### [Task prompt]
When you reach the line in the listing below that contains "Where can the girl's nose", begin returning lines exactly as written, and stop after the line that contains "Target: pink flower". Return no other lines.

__________

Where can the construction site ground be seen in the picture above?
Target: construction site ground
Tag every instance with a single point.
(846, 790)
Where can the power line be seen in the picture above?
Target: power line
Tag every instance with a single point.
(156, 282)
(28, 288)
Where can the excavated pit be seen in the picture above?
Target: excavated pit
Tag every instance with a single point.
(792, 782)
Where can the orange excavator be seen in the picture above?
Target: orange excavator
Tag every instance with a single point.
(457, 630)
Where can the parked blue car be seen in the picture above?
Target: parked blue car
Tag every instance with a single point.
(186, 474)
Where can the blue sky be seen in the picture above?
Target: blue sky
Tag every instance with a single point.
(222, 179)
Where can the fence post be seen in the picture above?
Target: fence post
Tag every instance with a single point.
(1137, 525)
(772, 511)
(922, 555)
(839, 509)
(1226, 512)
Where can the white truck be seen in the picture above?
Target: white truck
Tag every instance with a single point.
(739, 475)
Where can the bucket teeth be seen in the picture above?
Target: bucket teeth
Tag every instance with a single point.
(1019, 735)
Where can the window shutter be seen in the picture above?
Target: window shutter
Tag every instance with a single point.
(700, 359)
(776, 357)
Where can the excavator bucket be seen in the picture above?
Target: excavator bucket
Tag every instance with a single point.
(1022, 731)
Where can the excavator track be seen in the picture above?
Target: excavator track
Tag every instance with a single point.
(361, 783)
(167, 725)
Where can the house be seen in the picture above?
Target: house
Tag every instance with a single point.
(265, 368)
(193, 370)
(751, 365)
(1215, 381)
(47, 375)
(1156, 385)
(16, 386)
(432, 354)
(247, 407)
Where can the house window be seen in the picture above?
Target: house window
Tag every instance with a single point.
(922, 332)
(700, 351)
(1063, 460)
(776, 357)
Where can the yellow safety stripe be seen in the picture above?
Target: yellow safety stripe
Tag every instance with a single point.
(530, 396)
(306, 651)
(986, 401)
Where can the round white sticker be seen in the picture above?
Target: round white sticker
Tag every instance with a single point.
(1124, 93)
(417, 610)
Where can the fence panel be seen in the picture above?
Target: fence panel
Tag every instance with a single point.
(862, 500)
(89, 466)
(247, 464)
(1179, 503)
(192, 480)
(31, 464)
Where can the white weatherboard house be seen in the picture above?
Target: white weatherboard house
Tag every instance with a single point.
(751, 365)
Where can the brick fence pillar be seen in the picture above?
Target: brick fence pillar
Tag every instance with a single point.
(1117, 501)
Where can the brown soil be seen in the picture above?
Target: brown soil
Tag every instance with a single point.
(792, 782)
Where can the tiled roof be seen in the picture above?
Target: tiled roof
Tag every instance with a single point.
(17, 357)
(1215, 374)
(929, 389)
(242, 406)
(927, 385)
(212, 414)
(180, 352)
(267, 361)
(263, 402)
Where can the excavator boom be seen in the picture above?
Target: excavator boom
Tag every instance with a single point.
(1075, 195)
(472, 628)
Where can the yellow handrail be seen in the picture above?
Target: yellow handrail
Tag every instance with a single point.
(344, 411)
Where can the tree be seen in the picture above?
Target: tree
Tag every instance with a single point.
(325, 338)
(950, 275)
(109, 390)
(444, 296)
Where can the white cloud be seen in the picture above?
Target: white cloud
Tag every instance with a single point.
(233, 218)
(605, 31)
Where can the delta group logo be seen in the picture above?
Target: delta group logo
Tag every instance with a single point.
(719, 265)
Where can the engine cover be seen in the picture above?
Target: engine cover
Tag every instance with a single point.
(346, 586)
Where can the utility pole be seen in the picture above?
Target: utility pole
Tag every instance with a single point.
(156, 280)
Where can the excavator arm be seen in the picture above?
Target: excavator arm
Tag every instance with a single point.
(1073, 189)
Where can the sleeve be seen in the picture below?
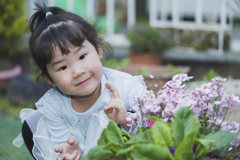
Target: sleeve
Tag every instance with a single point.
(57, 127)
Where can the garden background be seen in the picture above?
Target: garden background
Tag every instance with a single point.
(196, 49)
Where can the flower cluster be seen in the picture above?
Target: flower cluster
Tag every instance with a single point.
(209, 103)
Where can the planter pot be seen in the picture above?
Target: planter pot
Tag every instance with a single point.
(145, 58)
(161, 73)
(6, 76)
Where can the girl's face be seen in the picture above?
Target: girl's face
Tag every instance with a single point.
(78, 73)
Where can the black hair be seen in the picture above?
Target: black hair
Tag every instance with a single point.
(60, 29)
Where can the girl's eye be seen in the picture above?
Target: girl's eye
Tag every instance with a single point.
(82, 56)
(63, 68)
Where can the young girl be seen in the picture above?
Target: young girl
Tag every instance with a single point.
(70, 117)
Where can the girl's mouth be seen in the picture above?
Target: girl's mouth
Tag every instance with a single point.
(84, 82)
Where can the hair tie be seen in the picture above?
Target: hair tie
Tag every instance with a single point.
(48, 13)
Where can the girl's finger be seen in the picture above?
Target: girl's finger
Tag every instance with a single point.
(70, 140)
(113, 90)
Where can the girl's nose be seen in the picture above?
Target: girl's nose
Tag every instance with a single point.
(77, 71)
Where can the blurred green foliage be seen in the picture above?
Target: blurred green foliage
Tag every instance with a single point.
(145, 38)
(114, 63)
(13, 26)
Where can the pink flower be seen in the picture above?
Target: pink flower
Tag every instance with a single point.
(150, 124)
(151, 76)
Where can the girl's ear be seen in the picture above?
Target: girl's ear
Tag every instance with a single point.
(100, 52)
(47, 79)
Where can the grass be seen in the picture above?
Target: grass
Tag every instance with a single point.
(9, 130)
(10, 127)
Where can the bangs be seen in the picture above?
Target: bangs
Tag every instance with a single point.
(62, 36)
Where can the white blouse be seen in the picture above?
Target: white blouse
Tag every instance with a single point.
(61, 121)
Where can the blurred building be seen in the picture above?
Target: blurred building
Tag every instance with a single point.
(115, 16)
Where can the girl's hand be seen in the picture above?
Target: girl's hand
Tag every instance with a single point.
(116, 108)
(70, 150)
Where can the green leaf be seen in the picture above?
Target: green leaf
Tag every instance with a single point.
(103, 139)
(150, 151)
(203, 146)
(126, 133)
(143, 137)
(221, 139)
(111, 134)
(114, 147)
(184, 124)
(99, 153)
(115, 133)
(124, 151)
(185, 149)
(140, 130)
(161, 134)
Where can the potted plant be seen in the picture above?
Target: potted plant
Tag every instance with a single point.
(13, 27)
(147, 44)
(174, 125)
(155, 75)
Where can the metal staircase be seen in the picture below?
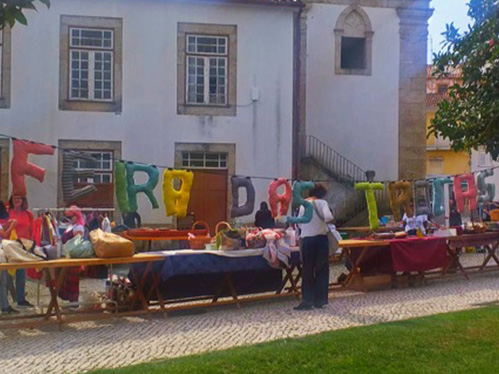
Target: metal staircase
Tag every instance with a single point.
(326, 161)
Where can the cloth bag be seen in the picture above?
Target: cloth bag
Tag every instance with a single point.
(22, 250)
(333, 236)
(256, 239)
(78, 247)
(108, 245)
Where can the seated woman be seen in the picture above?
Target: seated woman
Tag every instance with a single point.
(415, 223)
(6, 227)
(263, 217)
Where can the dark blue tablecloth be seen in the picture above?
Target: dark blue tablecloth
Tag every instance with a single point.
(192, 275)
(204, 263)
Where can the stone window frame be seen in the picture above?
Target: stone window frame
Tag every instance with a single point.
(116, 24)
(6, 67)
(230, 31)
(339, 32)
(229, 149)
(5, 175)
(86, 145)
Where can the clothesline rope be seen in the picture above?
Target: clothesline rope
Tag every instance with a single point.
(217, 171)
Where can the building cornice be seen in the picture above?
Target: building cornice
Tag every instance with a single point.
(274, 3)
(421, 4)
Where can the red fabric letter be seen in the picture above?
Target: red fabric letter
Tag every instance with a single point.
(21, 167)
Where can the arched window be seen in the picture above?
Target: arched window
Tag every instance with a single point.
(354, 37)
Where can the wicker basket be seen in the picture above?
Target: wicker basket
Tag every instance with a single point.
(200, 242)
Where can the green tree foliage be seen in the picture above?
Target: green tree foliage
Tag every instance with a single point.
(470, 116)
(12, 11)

__________

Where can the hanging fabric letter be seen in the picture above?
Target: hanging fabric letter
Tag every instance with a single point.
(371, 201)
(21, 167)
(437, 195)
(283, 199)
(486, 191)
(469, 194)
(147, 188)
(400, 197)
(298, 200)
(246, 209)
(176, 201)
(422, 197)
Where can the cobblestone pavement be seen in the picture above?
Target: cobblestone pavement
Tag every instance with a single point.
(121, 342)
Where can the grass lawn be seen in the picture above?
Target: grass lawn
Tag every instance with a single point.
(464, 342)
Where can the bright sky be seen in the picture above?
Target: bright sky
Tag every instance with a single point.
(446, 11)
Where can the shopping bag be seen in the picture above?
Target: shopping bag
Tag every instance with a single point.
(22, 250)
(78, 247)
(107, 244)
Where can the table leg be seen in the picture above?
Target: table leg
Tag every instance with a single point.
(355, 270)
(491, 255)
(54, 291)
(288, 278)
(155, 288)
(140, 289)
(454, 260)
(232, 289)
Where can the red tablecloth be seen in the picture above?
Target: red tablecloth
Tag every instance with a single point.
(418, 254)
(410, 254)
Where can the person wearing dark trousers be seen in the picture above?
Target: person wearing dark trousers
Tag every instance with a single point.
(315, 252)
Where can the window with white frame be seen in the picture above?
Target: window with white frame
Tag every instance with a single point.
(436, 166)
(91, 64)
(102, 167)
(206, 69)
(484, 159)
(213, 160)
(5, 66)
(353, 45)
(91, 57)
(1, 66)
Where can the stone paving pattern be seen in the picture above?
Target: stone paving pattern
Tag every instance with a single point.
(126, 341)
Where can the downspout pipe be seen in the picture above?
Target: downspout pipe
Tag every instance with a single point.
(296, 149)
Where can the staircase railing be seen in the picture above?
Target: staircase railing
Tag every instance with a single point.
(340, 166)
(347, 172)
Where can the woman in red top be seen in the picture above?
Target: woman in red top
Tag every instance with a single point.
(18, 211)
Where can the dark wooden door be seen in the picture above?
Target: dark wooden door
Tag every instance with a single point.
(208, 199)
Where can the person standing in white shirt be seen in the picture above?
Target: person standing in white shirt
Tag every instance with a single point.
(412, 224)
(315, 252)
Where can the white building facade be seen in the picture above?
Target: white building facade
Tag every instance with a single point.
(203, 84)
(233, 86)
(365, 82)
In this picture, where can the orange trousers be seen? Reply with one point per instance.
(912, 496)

__________

### [Response to the exercise]
Where can the girl's nose be seen in the picture above?
Target: girl's nose
Tag every instance with a single point.
(77, 71)
Where can the blurred green foliage be seen in the picture above?
Target: blurred green foliage
Tag every instance with a single point.
(145, 38)
(114, 63)
(13, 26)
Where can the pink flower be seen in the picture above?
Target: pink flower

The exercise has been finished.